(Coordinate labeling data)
● ● ● ● ● ● ●

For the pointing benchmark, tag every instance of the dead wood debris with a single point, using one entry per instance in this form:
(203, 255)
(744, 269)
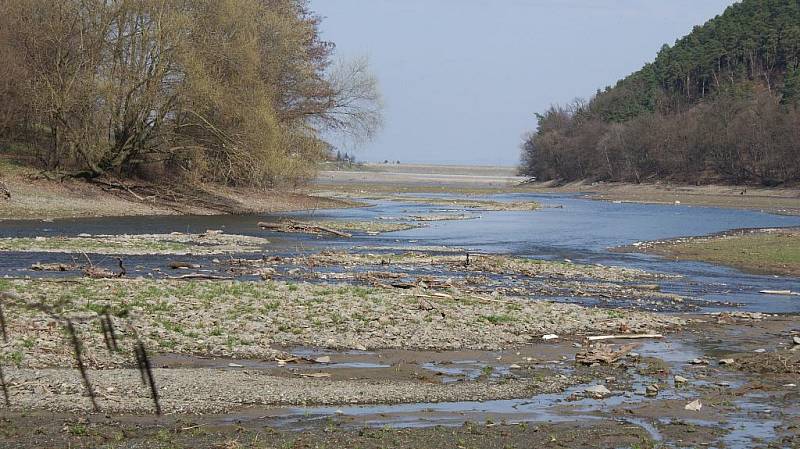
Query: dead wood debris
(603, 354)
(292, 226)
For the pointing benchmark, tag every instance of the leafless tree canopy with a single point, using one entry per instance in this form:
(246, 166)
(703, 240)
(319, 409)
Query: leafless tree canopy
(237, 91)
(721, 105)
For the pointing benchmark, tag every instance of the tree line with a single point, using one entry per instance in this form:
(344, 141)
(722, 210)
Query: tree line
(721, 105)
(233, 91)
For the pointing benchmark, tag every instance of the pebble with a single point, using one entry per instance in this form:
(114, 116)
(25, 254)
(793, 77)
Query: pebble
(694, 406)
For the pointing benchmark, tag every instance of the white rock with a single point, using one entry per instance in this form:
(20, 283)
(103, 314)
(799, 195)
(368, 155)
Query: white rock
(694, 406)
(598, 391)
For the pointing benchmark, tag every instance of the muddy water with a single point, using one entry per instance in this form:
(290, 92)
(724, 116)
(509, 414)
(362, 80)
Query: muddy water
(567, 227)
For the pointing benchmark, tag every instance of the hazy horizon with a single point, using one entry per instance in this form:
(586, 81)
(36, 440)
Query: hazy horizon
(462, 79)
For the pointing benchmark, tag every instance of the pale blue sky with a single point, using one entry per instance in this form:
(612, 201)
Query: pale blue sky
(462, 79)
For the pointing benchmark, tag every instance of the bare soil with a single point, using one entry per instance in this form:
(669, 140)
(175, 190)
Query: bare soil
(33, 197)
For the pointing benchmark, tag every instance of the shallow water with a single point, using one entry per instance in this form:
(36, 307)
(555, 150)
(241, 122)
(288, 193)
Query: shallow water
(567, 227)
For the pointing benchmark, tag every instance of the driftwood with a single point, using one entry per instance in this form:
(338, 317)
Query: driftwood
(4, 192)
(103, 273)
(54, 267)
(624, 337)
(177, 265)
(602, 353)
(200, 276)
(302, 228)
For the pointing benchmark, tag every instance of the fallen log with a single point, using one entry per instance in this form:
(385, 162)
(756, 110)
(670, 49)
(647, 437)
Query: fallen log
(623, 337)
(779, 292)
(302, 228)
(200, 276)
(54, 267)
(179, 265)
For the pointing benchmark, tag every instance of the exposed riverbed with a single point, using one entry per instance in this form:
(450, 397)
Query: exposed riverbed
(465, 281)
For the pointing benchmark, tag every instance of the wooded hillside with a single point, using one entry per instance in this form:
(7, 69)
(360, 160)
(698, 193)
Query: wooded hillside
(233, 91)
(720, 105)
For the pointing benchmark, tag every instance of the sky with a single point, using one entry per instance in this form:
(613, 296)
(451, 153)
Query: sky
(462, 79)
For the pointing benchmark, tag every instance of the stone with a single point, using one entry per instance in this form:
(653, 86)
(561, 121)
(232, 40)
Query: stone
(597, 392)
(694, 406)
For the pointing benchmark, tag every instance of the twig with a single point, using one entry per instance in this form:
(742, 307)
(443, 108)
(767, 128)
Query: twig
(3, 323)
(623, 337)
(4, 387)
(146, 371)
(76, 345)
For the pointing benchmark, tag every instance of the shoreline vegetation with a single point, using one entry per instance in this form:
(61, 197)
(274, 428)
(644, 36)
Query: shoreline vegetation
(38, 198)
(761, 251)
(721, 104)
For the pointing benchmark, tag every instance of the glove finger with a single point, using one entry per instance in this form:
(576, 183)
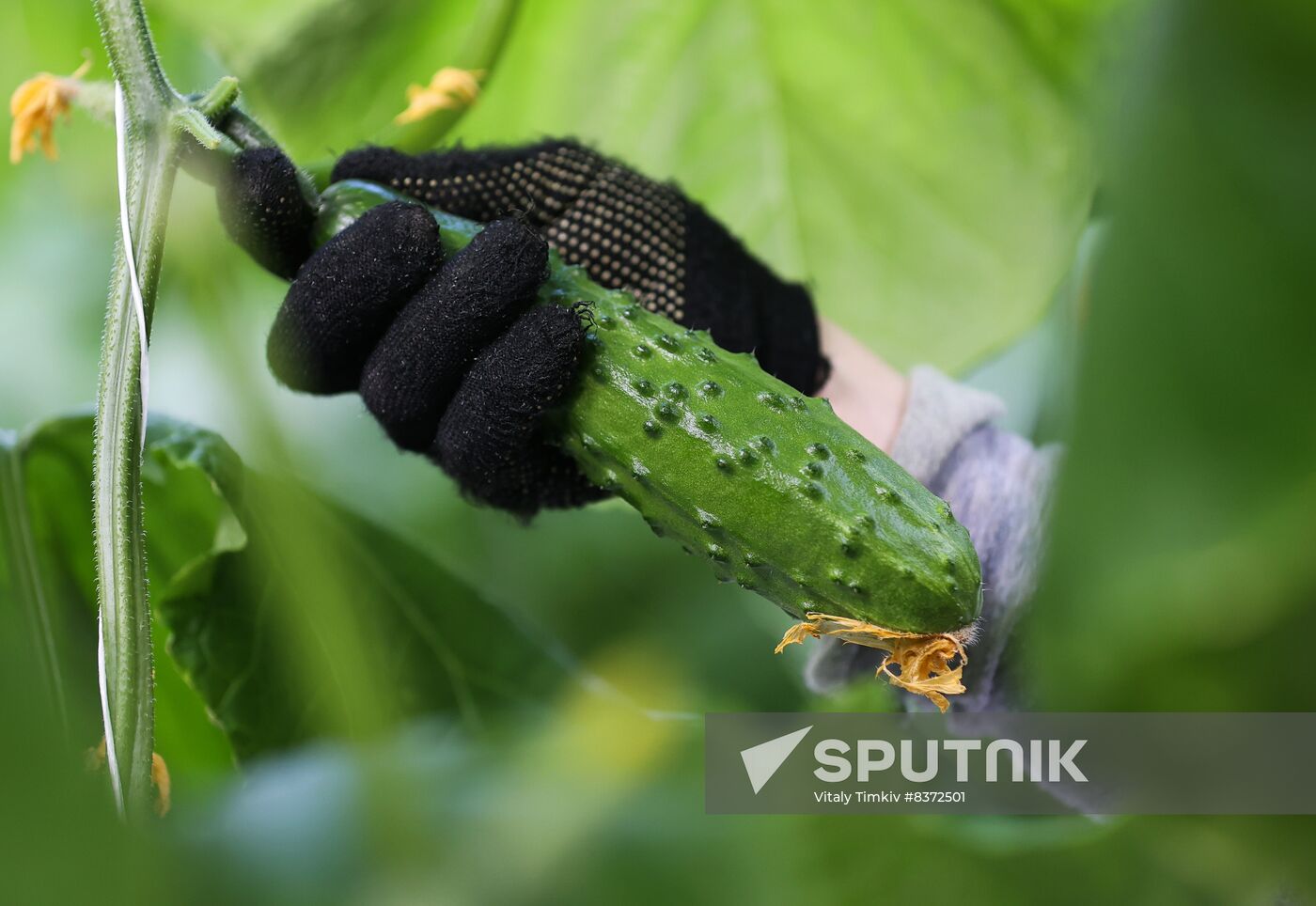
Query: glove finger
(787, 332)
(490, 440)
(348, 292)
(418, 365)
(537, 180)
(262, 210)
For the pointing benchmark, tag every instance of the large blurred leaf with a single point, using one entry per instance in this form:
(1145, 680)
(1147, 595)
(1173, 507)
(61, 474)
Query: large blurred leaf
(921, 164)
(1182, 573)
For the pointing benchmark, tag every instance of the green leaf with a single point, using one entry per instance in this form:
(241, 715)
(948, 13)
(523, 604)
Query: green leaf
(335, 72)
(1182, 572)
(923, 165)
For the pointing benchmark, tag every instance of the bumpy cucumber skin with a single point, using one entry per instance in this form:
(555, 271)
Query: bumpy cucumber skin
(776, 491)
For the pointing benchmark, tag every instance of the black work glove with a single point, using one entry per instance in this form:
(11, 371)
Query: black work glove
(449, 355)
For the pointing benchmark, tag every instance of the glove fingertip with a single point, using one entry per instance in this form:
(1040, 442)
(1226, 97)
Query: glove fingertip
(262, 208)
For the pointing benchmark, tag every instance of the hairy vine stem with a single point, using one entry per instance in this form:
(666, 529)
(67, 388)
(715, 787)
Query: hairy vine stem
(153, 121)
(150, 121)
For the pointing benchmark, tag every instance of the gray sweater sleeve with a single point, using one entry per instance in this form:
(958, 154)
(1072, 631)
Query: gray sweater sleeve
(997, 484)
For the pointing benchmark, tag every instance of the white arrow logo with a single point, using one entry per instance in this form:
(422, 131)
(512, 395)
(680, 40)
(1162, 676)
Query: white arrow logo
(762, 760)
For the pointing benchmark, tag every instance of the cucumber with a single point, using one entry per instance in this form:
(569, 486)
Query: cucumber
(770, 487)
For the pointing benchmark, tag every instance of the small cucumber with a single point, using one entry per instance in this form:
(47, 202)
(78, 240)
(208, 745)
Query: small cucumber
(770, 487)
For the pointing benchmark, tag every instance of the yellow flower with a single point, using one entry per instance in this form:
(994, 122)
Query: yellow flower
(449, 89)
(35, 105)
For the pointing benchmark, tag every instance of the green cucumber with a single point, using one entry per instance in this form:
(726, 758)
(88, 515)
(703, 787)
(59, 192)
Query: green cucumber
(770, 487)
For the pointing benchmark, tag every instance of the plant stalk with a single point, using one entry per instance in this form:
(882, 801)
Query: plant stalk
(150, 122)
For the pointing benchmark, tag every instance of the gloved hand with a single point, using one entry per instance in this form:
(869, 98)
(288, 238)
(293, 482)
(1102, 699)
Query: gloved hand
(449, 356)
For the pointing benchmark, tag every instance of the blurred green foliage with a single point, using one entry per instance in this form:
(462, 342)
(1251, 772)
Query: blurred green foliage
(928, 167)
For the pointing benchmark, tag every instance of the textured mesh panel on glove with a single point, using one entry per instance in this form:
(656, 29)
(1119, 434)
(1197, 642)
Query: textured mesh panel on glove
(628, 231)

● ● ● ● ● ● ●

> _DIRECTION_
Make an exact reproduction of the listing above, without any pictures.

> _SOLUTION FOR THIS PROBLEM_
For the pointing benchmark, tag every instance of the dead wood debris with a single point, using one entry per instance in this form:
(203, 255)
(744, 269)
Query: dead wood debris
(603, 354)
(292, 226)
For the pointing benchmark, tag every instance of the leafless tree canopy with a single point, using one entry per instance in this form:
(246, 166)
(703, 240)
(319, 409)
Query: leafless tree canopy
(237, 91)
(721, 105)
For the pointing benchmark, tag every instance of the tree line with a single point, using one entry per instance in this form:
(344, 141)
(722, 210)
Query: tree line
(721, 105)
(233, 91)
For the pointing benchmark, tag every instance of the pebble with a single point, using one entry per instance in this form:
(114, 116)
(25, 254)
(793, 77)
Query: pebble
(694, 406)
For the pointing benchmark, tag every instance of the white rock with a single point, using one entry per instance in this form:
(20, 283)
(103, 314)
(799, 195)
(368, 155)
Query: white rock
(694, 406)
(598, 391)
For the pointing benchmark, tag every instance of the muddy water with a single point, using one entry per instance in this form:
(290, 92)
(724, 116)
(509, 414)
(362, 80)
Query: muddy water
(567, 227)
For the pointing benchmark, tag every instance of the hazy horizon with a single point, using one entry per instance in this form:
(586, 81)
(36, 440)
Query: hazy horizon
(462, 79)
For the pointing benchmark, tag every instance of the pale blue sky with a single point, using one entry per instance in this form:
(612, 201)
Query: pale blue sky
(462, 79)
For the pointing benchmark, tag every instance of the bare soil with a single point, using one entry per instance in this form:
(669, 140)
(175, 190)
Query: bare soil
(33, 197)
For the pointing benchmark, tag every instance of the shallow water with a single point, using one entry per instance in this form:
(36, 307)
(555, 150)
(241, 122)
(288, 193)
Query: shallow water
(567, 227)
For the pointing benchmark, tag every instance of the driftwood with a single point, using one entry per instance in this form:
(338, 317)
Query: driftwood
(4, 192)
(103, 273)
(54, 267)
(624, 337)
(177, 265)
(602, 353)
(200, 276)
(302, 228)
For the pointing benchmark, tag every instance of the fallen log with a single point, using one entry per instance in this form:
(385, 162)
(756, 110)
(670, 49)
(647, 437)
Query: fallen log
(623, 337)
(779, 292)
(302, 228)
(200, 276)
(54, 267)
(179, 265)
For the pointing benchmark, tag every instance of the exposed riverbed with a single point, using one entry per instance in this form:
(450, 397)
Query: exposed riverbed
(465, 281)
For the pointing benchmark, tag every instance of the wooded hillside with a single point, using one entry per instance in this form:
(7, 69)
(360, 160)
(698, 193)
Query: wooded hillside
(233, 91)
(720, 105)
For the pointing benchmark, tag every instance of the sky with a single point, using one entry per instance in this form:
(613, 296)
(451, 153)
Query: sky
(462, 79)
For the pointing benchmark, tag every instance of the stone with a single point, using one entry per instance in this form:
(653, 86)
(561, 121)
(232, 40)
Query: stone
(597, 392)
(694, 406)
For the pointing benchmark, tag every instance of the twig with a single point, using one entry per instance in this form:
(742, 307)
(443, 108)
(767, 128)
Query: twig
(3, 323)
(623, 337)
(4, 387)
(146, 371)
(76, 345)
For the pointing benchmark, tag every instance of the shoreline vegetation with a single point, using one entry per instance in this form:
(61, 197)
(274, 428)
(644, 36)
Query: shoreline vegetation
(38, 198)
(761, 251)
(721, 104)
For the pointing benchmark, tag every instance of the glove finger with a single point, using one entry per instance in this form:
(576, 183)
Query: glove finger
(787, 332)
(490, 440)
(348, 292)
(418, 365)
(537, 180)
(262, 210)
For the pointing benchmark, tag every instance of the large blurred leaf with a single point, using one entry per instance in this form:
(1145, 680)
(1147, 595)
(1173, 507)
(61, 474)
Query: large blurred leaf
(921, 164)
(1182, 573)
For the pointing benchmark, tag every instance of the green leaf with a single point, using one entry per instance in this form:
(241, 715)
(948, 13)
(523, 604)
Query: green leaf
(335, 72)
(1182, 572)
(923, 165)
For the pointing benchmark, tag every instance of the bumpy cucumber skin with a single point, using one entry per instance in this form:
(555, 271)
Query: bumpy cucumber skin
(776, 491)
For the pointing benchmark, tag every instance of the black work glove with a single point, using one entry per instance in this form:
(11, 371)
Query: black work glove
(449, 355)
For the pointing benchmark, tag every instance of the glove fingertip with a single point, using one entry per instance in this form:
(1040, 442)
(1226, 97)
Query: glove fingertip
(262, 208)
For the pointing benchmark, tag every instance of the hairy vine stem with a single point, using one entry per instance in this form:
(666, 529)
(67, 388)
(715, 787)
Query: hairy vine stem
(153, 121)
(150, 121)
For the pointing benchmark, tag every instance of the gray sweater sleeve with a single point, using one entry per instance in this form:
(958, 154)
(1072, 631)
Query: gray sweater sleeve
(997, 484)
For the pointing benchmark, tag every instance of the white arrow logo with a single point, using one entry per instance in this form:
(422, 131)
(512, 395)
(680, 40)
(1162, 676)
Query: white arrow logo
(762, 760)
For the pointing benchmark, tag every instance of the cucumber with a single point, using one entry per instance in this form:
(569, 486)
Query: cucumber
(770, 487)
For the pointing benchmark, tag every instance of the small cucumber with a single point, using one entry per instance in this form:
(47, 202)
(78, 240)
(208, 745)
Query: small cucumber
(770, 487)
For the pointing benchmark, tag every instance of the yellow flower with a single point, using one entry per instance in this form:
(994, 122)
Query: yellow flower
(449, 89)
(35, 105)
For the pointing benchmark, tag every instance of the green cucumber with a single point, using one entry per instance in this form:
(726, 758)
(88, 515)
(703, 787)
(59, 192)
Query: green cucumber
(770, 487)
For the pointing benchmark, tag every instance of the plant stalk with a single point, using one entry per instance in this form:
(882, 801)
Query: plant stalk
(150, 122)
For the pointing benchmark, tag every instance of the gloved hand with a single point, using one entry per instance in this form:
(869, 98)
(288, 238)
(293, 482)
(1102, 699)
Query: gloved hand
(449, 356)
For the pointing benchmark, tag every instance of the blurred green foliage with a single point, using one entry per instance in this form:
(462, 342)
(1251, 772)
Query: blurred green foliage
(928, 167)
For the pointing benchmark, tag every instance of the textured mesh panel on glove with a single point, using one entry per instance in this form:
(656, 29)
(1119, 434)
(1197, 642)
Query: textured mesh panel on glove
(628, 231)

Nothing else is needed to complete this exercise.